:: GIVEN PASSAGE ::

Part A: What does a test-statistic quantify?
Part B: What does the ‘significance level’ refer to in hypothesis testing?
Part C: What is another name for a Type I error?
Part D: What is another name for a Type II error?
Part E: Explain why using \(\alpha = 0.05\) as a strict cut-off for signifance is problematic.
Part A: What type of error occurs if \(H_0\) is False but we fail to reject it?
Part B: What type of error occurs if \(H_A\) is True but we do reject it?
Part C: How does the sample size affect the test-statistic, and as a consequence the p-value, with everything else held constant?
Part D: How does the standard error affect the test-statistic, and as a consequence the p-value, with everything else held constant?
Making conclusions with this approach will differ only slightly from what we did using ‘Strength of evidence.’ Use the significance level \(\alpha\) you are given in a problem and compare the p-value to this. (If a significance level is not given use best judgement to pick one)
You will answer the following question:
Do we reject \(H_0\) at significance level \(\alpha\)?
If p-value \(\leq \alpha \rightarrow\) Yes
If P-value \(> \alpha \rightarrow\) No
Then we apply this answer to the context (what does \(H_0\) and \(H_A\) actually say?) to answer the research question. Usually I like to see the following in the conclusion:
Example: With a test-statistic value of Z = 1.62 and a p-value of .104, we fail reject the null hypothesis that the coin is biased. There is not sufficient data to indicate the coin is biased.
Georgianna claims that in a small city renowned for its music school, the average child takes less than 5 years of piano lessons. We have a random sample of 35 children from the city, with a sample mean of 4.6 years of piano lessons and a sample standard deviation of 2.2 years.
Evaluate Georgianna’s claim using a hypothesis test at the 0.05 significance level.
The test-statistic and p-value from the previous worksheet is
T = (4.6 - 5) / (2.2 / sqrt(35))
T
## [1] -1.075651
pt(T, df=34)
## [1] 0.1448287
Do we reject the null hypothesis?
Write a conclusion to summarize our results.

:::

AIM OF THE EXERCISE
Continue the hypothesis-testing worksheet from the point where it ends. The lines come from a separate source.

:: EXTRACTED RECORDS ::

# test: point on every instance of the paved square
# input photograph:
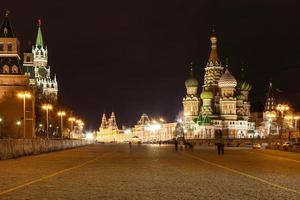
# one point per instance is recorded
(113, 171)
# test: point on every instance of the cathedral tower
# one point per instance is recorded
(191, 101)
(213, 69)
(36, 64)
(14, 82)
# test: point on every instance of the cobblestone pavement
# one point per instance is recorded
(112, 171)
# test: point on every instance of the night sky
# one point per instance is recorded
(132, 57)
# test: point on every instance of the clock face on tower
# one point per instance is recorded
(42, 72)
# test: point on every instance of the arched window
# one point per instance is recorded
(15, 69)
(5, 69)
(9, 46)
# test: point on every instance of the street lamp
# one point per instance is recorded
(61, 114)
(281, 108)
(47, 107)
(18, 123)
(72, 120)
(24, 95)
(0, 125)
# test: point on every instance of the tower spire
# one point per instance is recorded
(270, 102)
(191, 70)
(39, 39)
(213, 56)
(6, 29)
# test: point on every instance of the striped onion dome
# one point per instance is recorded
(227, 80)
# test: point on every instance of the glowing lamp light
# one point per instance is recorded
(23, 95)
(127, 131)
(61, 113)
(89, 136)
(47, 107)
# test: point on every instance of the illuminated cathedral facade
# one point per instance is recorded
(37, 68)
(222, 107)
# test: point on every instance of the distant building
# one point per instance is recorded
(14, 81)
(145, 130)
(108, 131)
(223, 105)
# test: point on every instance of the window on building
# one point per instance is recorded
(15, 69)
(9, 47)
(5, 69)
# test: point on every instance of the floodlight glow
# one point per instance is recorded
(127, 131)
(89, 136)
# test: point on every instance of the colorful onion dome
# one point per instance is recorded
(227, 80)
(240, 96)
(206, 94)
(244, 86)
(191, 82)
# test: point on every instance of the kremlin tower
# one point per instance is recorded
(224, 105)
(37, 67)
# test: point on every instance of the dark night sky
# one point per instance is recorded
(132, 56)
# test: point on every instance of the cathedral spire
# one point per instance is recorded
(112, 121)
(103, 121)
(270, 102)
(39, 39)
(6, 29)
(213, 56)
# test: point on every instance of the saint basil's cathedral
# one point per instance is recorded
(222, 107)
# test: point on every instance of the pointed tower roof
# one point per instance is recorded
(191, 81)
(103, 121)
(244, 85)
(227, 79)
(39, 39)
(270, 102)
(6, 29)
(112, 121)
(213, 56)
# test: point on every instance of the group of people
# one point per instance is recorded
(186, 145)
(189, 146)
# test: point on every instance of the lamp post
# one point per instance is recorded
(47, 107)
(281, 108)
(72, 120)
(24, 95)
(61, 114)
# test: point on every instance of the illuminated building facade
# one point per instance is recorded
(145, 130)
(223, 106)
(36, 66)
(13, 82)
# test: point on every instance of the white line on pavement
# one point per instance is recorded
(278, 157)
(243, 174)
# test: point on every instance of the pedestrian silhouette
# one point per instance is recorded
(176, 145)
(130, 145)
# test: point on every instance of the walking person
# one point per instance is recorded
(222, 147)
(176, 145)
(130, 145)
(218, 144)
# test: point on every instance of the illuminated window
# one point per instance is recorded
(5, 69)
(15, 69)
(9, 47)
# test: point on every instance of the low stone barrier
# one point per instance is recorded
(13, 148)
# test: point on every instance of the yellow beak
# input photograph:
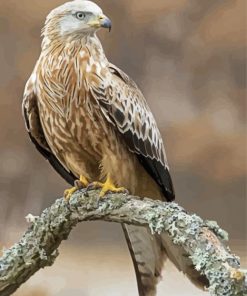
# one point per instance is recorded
(101, 22)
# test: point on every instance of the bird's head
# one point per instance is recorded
(76, 18)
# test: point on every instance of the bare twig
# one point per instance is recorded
(201, 240)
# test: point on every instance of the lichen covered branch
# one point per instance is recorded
(201, 240)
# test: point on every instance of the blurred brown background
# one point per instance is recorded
(188, 57)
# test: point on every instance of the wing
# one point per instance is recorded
(33, 125)
(125, 107)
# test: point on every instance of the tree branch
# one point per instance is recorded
(201, 240)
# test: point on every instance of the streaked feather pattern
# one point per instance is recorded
(87, 117)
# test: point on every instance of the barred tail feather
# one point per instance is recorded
(148, 256)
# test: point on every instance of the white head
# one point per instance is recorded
(75, 18)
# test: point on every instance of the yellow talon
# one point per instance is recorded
(68, 192)
(108, 186)
(82, 182)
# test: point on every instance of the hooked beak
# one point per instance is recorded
(105, 22)
(101, 22)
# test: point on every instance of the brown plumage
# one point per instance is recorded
(88, 118)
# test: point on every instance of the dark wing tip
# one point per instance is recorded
(160, 174)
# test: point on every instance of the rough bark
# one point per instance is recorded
(202, 240)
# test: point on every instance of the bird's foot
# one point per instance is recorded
(79, 184)
(106, 187)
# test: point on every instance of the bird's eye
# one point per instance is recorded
(80, 15)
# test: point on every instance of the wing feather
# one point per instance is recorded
(125, 107)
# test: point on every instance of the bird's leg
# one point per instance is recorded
(81, 183)
(108, 186)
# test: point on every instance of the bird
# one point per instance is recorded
(93, 124)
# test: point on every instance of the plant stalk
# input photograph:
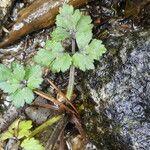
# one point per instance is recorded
(45, 125)
(70, 87)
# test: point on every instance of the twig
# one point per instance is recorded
(45, 125)
(71, 75)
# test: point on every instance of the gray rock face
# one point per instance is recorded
(120, 90)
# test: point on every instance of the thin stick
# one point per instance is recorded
(54, 101)
(65, 98)
(71, 75)
(45, 125)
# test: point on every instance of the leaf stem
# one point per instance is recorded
(49, 122)
(71, 74)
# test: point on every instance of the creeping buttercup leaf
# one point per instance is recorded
(71, 25)
(63, 19)
(5, 72)
(18, 71)
(24, 129)
(82, 62)
(11, 132)
(34, 77)
(18, 129)
(54, 46)
(84, 32)
(19, 82)
(61, 63)
(8, 87)
(31, 143)
(60, 34)
(96, 49)
(44, 57)
(22, 96)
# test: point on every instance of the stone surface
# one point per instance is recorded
(118, 95)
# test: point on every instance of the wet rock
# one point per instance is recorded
(117, 95)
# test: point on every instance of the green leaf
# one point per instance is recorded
(96, 49)
(24, 129)
(34, 77)
(11, 131)
(18, 71)
(60, 34)
(44, 57)
(5, 72)
(83, 39)
(18, 129)
(61, 63)
(84, 32)
(54, 46)
(75, 18)
(22, 96)
(8, 87)
(83, 62)
(68, 18)
(30, 143)
(6, 135)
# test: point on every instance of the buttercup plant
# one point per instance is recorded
(71, 25)
(19, 82)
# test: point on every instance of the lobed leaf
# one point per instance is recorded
(30, 143)
(96, 49)
(8, 87)
(84, 32)
(24, 129)
(83, 62)
(18, 71)
(44, 57)
(34, 77)
(60, 34)
(61, 63)
(5, 72)
(22, 96)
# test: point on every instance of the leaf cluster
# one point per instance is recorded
(71, 25)
(19, 81)
(21, 130)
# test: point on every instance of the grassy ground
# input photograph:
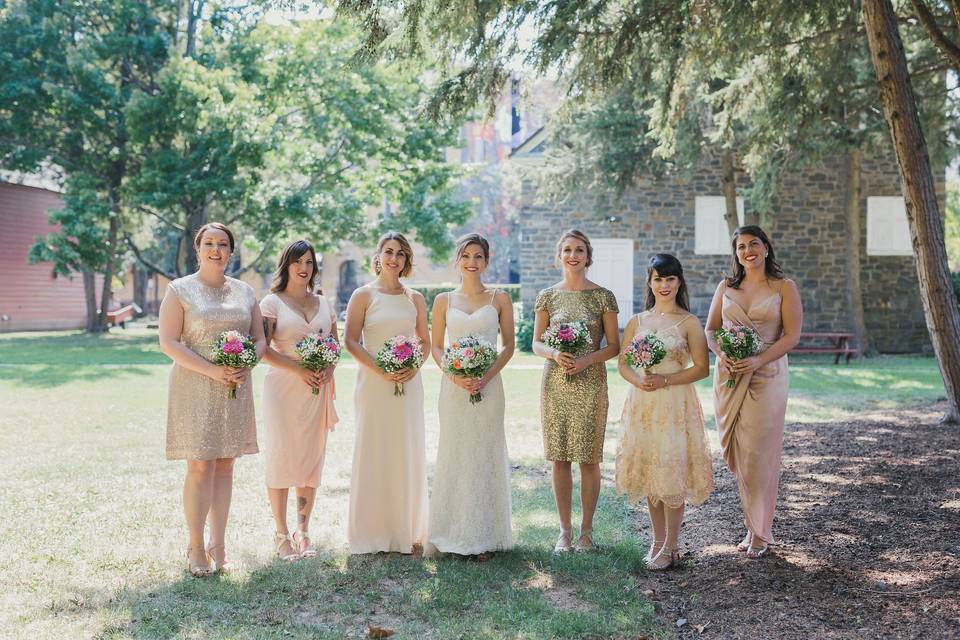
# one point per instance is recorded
(93, 532)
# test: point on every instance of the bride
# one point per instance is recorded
(470, 504)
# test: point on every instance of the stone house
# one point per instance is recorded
(684, 216)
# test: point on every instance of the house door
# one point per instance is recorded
(613, 268)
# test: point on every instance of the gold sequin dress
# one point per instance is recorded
(574, 411)
(203, 422)
(664, 454)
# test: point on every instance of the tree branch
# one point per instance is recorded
(266, 247)
(142, 260)
(161, 218)
(929, 22)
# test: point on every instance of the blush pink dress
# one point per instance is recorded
(750, 416)
(296, 421)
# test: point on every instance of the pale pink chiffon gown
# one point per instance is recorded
(296, 421)
(388, 487)
(750, 416)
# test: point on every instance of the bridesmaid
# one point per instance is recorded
(297, 421)
(388, 488)
(663, 455)
(573, 396)
(205, 426)
(470, 504)
(750, 415)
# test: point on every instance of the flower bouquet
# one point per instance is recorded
(398, 353)
(318, 352)
(645, 351)
(566, 337)
(234, 349)
(469, 357)
(737, 342)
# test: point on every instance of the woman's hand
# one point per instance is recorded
(739, 367)
(579, 364)
(652, 381)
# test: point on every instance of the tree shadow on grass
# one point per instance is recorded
(49, 376)
(526, 592)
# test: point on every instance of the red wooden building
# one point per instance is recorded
(30, 297)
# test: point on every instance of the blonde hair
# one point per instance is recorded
(576, 234)
(465, 241)
(404, 246)
(197, 239)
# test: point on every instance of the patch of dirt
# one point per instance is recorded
(868, 530)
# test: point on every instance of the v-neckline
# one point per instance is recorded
(296, 313)
(747, 310)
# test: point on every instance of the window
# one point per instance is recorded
(888, 233)
(711, 235)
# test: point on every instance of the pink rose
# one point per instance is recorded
(233, 346)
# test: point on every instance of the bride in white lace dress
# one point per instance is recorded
(470, 502)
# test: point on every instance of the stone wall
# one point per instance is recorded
(808, 231)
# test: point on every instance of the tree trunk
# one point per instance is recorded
(90, 296)
(923, 212)
(106, 295)
(729, 178)
(852, 250)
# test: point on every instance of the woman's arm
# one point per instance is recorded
(504, 307)
(628, 373)
(171, 328)
(791, 311)
(612, 334)
(356, 312)
(439, 328)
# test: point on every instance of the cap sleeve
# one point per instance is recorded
(610, 302)
(543, 301)
(268, 306)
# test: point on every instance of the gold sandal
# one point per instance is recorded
(280, 539)
(303, 545)
(196, 570)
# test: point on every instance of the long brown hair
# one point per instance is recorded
(770, 265)
(404, 246)
(577, 235)
(291, 253)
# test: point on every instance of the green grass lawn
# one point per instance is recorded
(93, 532)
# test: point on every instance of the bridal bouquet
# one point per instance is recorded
(469, 357)
(318, 352)
(737, 342)
(566, 337)
(234, 349)
(645, 351)
(399, 353)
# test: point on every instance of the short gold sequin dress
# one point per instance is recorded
(574, 411)
(203, 422)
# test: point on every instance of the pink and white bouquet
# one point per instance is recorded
(234, 349)
(469, 357)
(737, 342)
(399, 353)
(318, 352)
(567, 337)
(645, 351)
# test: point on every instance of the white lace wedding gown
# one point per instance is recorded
(470, 502)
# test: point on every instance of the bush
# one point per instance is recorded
(525, 335)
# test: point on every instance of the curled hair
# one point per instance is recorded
(465, 241)
(771, 267)
(291, 253)
(404, 246)
(197, 239)
(665, 265)
(576, 234)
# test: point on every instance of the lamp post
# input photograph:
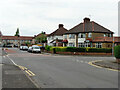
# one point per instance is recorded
(113, 45)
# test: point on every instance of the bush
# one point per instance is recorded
(48, 48)
(117, 52)
(75, 49)
(59, 49)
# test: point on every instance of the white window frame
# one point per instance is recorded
(98, 45)
(81, 35)
(71, 36)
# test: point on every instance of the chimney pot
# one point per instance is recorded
(86, 20)
(61, 25)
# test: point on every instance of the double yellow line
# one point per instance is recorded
(91, 63)
(30, 73)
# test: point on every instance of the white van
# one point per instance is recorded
(36, 49)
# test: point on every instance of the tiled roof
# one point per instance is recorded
(41, 34)
(107, 39)
(60, 31)
(88, 26)
(16, 38)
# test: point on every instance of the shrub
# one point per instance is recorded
(75, 49)
(117, 52)
(48, 48)
(100, 50)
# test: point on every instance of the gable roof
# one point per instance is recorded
(88, 26)
(60, 31)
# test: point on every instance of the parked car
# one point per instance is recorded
(36, 49)
(25, 48)
(30, 49)
(21, 47)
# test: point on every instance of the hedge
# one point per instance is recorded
(76, 49)
(100, 50)
(48, 48)
(117, 52)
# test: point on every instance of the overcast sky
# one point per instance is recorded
(34, 16)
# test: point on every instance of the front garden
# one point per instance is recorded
(78, 51)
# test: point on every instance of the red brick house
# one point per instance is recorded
(15, 40)
(56, 37)
(90, 34)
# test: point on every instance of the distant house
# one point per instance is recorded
(89, 34)
(56, 37)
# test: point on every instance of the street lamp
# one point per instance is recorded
(113, 45)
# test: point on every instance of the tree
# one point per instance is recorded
(42, 38)
(17, 32)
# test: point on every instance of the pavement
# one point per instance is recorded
(65, 71)
(13, 77)
(110, 64)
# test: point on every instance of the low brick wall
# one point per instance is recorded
(82, 53)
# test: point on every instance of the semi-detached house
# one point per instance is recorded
(90, 34)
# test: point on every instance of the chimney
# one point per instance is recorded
(86, 20)
(61, 25)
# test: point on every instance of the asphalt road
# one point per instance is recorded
(60, 71)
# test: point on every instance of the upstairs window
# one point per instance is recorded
(65, 36)
(81, 35)
(89, 35)
(71, 45)
(71, 36)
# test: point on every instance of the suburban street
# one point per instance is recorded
(64, 71)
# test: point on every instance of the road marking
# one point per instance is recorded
(91, 63)
(30, 73)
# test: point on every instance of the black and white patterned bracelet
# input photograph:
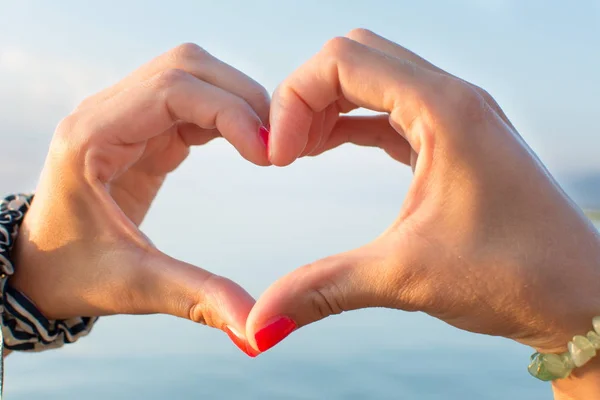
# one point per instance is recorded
(24, 328)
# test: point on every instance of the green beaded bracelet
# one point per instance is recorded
(548, 367)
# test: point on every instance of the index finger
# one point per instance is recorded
(344, 70)
(198, 62)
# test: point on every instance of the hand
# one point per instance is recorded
(485, 240)
(80, 252)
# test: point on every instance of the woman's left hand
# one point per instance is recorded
(79, 251)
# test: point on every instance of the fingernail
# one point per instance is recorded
(263, 133)
(274, 332)
(236, 338)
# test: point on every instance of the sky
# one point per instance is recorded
(539, 59)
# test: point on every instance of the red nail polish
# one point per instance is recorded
(241, 343)
(263, 133)
(274, 332)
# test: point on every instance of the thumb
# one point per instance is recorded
(347, 281)
(183, 290)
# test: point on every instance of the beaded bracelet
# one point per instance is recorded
(548, 367)
(24, 328)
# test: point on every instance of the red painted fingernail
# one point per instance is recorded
(274, 332)
(241, 343)
(263, 133)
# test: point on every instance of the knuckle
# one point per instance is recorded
(260, 99)
(77, 125)
(468, 103)
(170, 77)
(360, 34)
(324, 302)
(338, 46)
(188, 51)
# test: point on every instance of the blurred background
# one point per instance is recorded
(539, 59)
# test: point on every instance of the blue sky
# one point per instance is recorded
(539, 59)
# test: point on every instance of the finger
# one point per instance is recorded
(357, 279)
(169, 286)
(150, 108)
(370, 131)
(344, 70)
(198, 62)
(182, 135)
(375, 41)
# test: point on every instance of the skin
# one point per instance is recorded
(79, 251)
(485, 239)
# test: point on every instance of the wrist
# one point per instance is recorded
(583, 383)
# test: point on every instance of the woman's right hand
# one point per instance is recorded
(486, 240)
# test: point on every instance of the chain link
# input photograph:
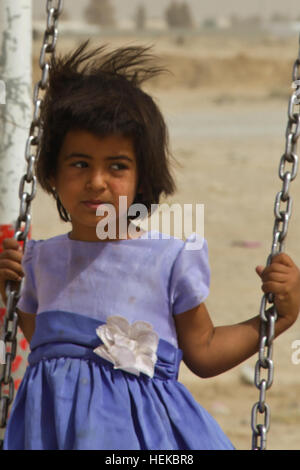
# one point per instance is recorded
(268, 314)
(54, 9)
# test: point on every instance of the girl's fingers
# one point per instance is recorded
(11, 254)
(273, 268)
(11, 243)
(283, 259)
(274, 288)
(275, 277)
(9, 275)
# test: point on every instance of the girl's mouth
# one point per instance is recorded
(92, 204)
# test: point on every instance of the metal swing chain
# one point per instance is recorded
(54, 9)
(268, 315)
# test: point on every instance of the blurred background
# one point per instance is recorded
(225, 102)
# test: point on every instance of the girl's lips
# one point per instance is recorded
(92, 204)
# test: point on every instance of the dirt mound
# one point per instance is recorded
(219, 73)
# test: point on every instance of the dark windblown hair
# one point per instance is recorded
(101, 93)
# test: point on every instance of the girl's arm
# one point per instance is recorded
(209, 350)
(11, 270)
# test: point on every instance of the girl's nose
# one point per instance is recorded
(97, 180)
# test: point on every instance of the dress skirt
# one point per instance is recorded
(72, 399)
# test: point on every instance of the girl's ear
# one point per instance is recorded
(52, 182)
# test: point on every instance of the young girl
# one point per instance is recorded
(109, 320)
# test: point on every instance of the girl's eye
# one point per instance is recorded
(79, 164)
(120, 166)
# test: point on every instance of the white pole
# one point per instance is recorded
(15, 120)
(16, 111)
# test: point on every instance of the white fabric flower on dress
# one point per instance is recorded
(131, 348)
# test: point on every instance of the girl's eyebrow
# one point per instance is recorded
(109, 157)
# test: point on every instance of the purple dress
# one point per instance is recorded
(70, 397)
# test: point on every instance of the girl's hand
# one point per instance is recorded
(10, 264)
(282, 278)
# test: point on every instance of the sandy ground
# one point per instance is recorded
(225, 104)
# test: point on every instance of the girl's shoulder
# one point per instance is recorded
(32, 246)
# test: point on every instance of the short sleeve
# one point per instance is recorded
(190, 277)
(28, 298)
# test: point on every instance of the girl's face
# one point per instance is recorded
(91, 171)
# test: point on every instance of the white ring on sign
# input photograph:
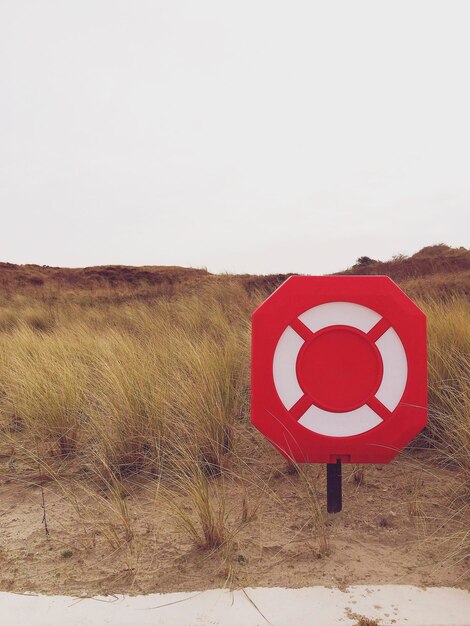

:::

EXERCISE OUTPUT
We have so far been talking about ‘statistical significance’ when it comes to test-statistics and p-values. What we are doing is basically going ‘our results are so many standard errors away from the hypothesized value.’
In essence, we are saying there is (or there is not) a difference. But even if we reject a null hypothesis, it does not mean that an effect has any practical difference in the real world.
Examine the following scenarios related to coin flipping we’ve seen before. For both we have the same null and alternate hypotheses:
\(H_0\): p = .5 (the coin is fair), \(H_A\): p \(> .5\) (coin is biased towards heads)
We flip the coin 20 times and get 16 heads. (ignore conditions for now)
Z = (.8 - .5) / sqrt(.5 * .5 / 20)
Z
## [1] 2.683282
round(pnorm(Z, lower.tail=F), 4)
## [1] 0.0036
We flip the coin 1 million times and get 501342 heads.
Z = (.501342 - .5) / sqrt(.5 * .5 / 1000000)
Z
## [1] 2.684
round(pnorm(Z, lower.tail=F), 4)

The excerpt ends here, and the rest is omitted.